▶ [Metin parçası]
· · · ·

Uludere olayları sırasında bölgede görev yapan bazı komutanlar 15 Temmuz darbe girişimi sonrasında tutuklanmışlardır. Darbeye giden süreçte bu olayın gerçekleştirilmesinde rolü bulunduğu iddia edilenlerle ilgili olarak devam eden yargı süreçlerinde elbette ki değerlendirmeler yapılacaktır. Yargının yeni iddiaları soruşturmasının, bu darbe soruşturmaları kapsamında her bir olayın ayrı ayrı değerlendirilmesinin ve bu olaylarla ilgili maddi delillerin ortaya çıkarılmasının da yargının görevi olduğu açıktır ve bu soruşturmalar yargının mutlaka yapması gereken hususlardır.
Uludere olayıyla ilgili olarak Türkiye Büyük Millet Meclisi İnsan Hakları Komisyonu Alt Komisyonu da bir araştırma yapmıştır. Orada iktidarıyla muhalefetiyle milletvekillerinin görüşleri rapora yansımıştır. Nereden kaynaklanabileceği hususunda milletvekillerimizin muhalefet şerhinde de belirtilen hususlar vardır. Tüm bunlar, Meclisin bu belgeleri gerek yargı makamlarınca gerekse idari soruşturmayı yapan makamlarca delil olarak kabul edilebilecektir.
Uludere olayının en önemli sebebi aslında bölgede devam eden terör olaylarıdır. Terör olaylarını fırsat bilerek Hükûmeti ve devleti zor duruma düşürmek isteyen FETÖ bağlantılı kamu görevlileri ya da askerî yetkililer varsa, 15 Temmuz darbe girişimini soruşturan yargı makamlarınca ortaya çıkarılması gerekir ve çıkarılacağından da şüphemiz bulunmamaktadır.
Güvenlik güçlerimiz terörle mücadele için şu anda da bölgededir. Bölücü terör örgütünün -sınır ötesini de kullanarak- ülkemizin özellikle Güneydoğu Bölgesi'ndeki sınır illerinde terörist faaliyetleri olmasa böyle bir harekâta gerek kalmayacaktır ve kaçınılmaz hata gerekçesine de belki ulaşmaya gerek kalmayacaktır. O nedenle, bu olayın birinci sorumlusu PKK ve benzeri terör örgütleridir ve bu olayın meydana gelmesi ve ülkemizde bir kaos ortamının çıkarılması, 15 Temmuz darbe girişimine giden yolda birtakım taşların örülmesi anlamında sorumluluğu bulunanlarla ilgili olarak da elbette ki yargı makamları bunları değerlendirecektir.
Terör örgütünün bölücü hedeflerini benimseyip dillendirenler şunu bilmeliler ki Türkiye'nin bölünmez bütünlüğü bölücü terör örgütüne, bütün hainlere ve onları kullananlara rağmen korunmuştur ve korunması noktasında da Mecliste grubu bulunan bütün siyasi partiler aslında görüş birliği içerisindedir ve olmalıdır.

· · · ·

▶ [Veri kesiti]
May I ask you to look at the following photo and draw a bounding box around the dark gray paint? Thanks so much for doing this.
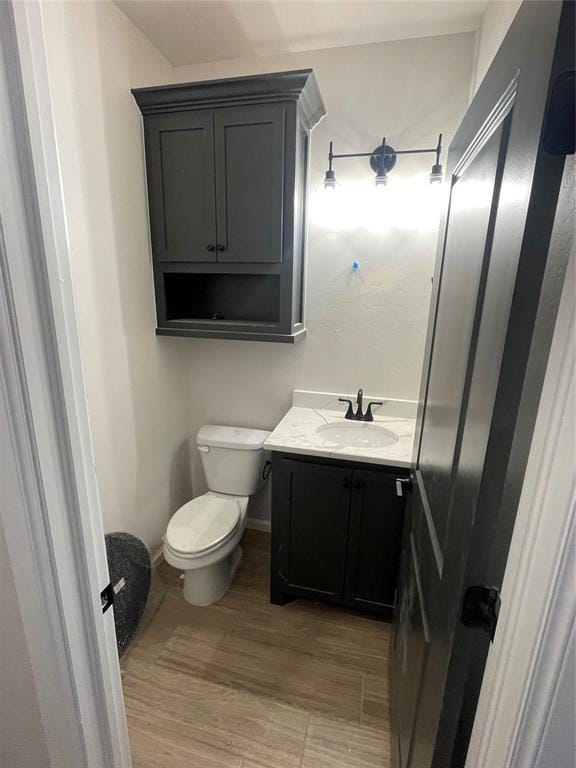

· · · ·

Uludere olayına dair metni, son cümlesinin ardından sürdürün.

▶ [Görev çıktısı]
Türkler ve Kürt vatandaşlarımız arasında bin yıldan fazladır süren kardeşlik hukuku vardır. Tarih ve kader birliği her türlü ayrılıkçılığın panzehiridir. Otuz yılı aşkındır kardeş kavgası çıkarmayı başaramayan bölücü terör örgütü bundan sonra da başaramayacaktır. Sayın Cumhurbaşkanımızın bu olay sonrası yapmış olduğu açıklamalarının arkasında olduğumuzu belirtmek istiyorum. Evet "Uludere olayı karanlık dehlizler arkasında kalmayacak." dedi Cumhurbaşkanımız ve inşallah kalmayacak. 34 vatandaşımızın ölümünden sorumlu olanlar mutlaka bulunacaktır ve bulunması gerektiğini, biz, AK PARTİ Grubu olarak her zaman ifade ediyoruz.
Uludere'de beş yıl önce meydana gelen elim olayın sorumlularını bulup cezalandırmak yargının görevidir değerli milletvekilleri. Yargının, bu iddiaları, özellikle 15 Temmuz darbe girişimi sonrası ortaya çıkan yeni durumla birlikte soruşturması gerektiğini, yeni iddialar nedeniyle iç hukuk yolunun henüz tükenmediğini belirtmek istiyorum. Anayasa Mahkemesinin vermiş olduğu karar, aslında şeklî bir karardır, esasa ilişkin bir karar değildir. Esasa ilişkin kararı da işte... 15 Temmuz darbe girişimi nedeniyle soruşturulan ve şu anda tutuklu bulunan ve Uludere'de de eğer karar mekanizmasında görev alan askerî yetkililer varsa, bunlarla ilgili de gerekli soruşturmalar mutlaka yapılacaktır. Bu bir ceza soruşturması işidir. Burada talep edilen, Meclis araştırması. Meclis araştırmasıyla maddi delillere bir yere kadar ulaşabiliyorsunuz ancak ceza soruşturması, yargının yapmış olduğu ceza soruşturması, bu olayda sorumlu olan kim varsa, açığa çıkarmak için yapılan maddi delillerin araştırılmasından ibarettir, bunu yapmak gerekir. Bunu yapmak için de, şu anda görülmekte olan darbe davaları var, bu davaları hep birlikte takip edelim, Meclis olarak takip edelim ve bu konudaki, Uludere'deki 34 vatandaşımızın sorumlusu kim, hep beraber görelim, açığa çıksın, sorumlulara da, en ağır ceza neyse verilsin diyor, bu duygu ve düşüncelerle Genel Kurulu saygılarımla selamlıyorum. (AK PARTİ sıralarından alkışlar)
BAŞKAN - Teşekkür ederim Sayın Tunç.